_Written problem_:
Reproduce word for word everything from the line containing "Wildlife-tally tagging: find every instance of the car" down to the last line of the items, both ends included.

--- BEGIN Records for the task ---

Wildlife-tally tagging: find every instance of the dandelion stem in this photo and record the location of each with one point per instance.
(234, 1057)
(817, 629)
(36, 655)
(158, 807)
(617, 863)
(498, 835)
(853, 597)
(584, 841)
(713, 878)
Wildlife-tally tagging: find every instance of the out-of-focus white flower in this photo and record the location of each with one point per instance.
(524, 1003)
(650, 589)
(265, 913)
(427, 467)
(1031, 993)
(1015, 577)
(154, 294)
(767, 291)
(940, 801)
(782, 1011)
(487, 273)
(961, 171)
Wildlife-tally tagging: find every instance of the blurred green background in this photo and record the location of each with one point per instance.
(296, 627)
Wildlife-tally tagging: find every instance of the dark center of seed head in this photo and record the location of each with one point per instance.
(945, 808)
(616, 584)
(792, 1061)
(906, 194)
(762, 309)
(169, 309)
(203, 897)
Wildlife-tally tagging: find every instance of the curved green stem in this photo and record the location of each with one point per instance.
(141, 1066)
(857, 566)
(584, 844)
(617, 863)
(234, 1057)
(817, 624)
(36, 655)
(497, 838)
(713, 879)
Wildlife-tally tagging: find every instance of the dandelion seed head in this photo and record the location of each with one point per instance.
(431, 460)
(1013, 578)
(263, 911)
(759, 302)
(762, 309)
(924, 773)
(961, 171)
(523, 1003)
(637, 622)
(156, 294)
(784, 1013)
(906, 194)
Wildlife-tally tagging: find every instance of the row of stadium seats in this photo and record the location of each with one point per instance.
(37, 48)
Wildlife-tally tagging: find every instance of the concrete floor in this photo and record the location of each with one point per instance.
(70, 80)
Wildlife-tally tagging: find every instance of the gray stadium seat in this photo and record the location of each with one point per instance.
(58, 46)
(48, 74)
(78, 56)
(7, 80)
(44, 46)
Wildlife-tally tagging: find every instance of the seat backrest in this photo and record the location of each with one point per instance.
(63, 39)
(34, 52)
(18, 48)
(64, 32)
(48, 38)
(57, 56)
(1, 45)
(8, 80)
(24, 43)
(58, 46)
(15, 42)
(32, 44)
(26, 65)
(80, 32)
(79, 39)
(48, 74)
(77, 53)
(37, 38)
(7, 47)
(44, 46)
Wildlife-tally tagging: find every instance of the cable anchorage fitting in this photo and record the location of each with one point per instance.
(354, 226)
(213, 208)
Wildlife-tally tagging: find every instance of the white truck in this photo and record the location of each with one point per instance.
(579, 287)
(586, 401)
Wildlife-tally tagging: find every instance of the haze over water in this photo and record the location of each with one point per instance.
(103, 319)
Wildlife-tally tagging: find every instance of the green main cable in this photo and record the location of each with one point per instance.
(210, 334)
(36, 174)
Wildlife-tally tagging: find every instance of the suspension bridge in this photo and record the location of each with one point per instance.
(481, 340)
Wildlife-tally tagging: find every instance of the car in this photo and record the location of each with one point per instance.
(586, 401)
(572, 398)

--- END Records for the task ---

_Task result_:
Wildlife-tally tagging: find every instance of the car in this photo and record the location of each with one point per instance.
(586, 401)
(572, 398)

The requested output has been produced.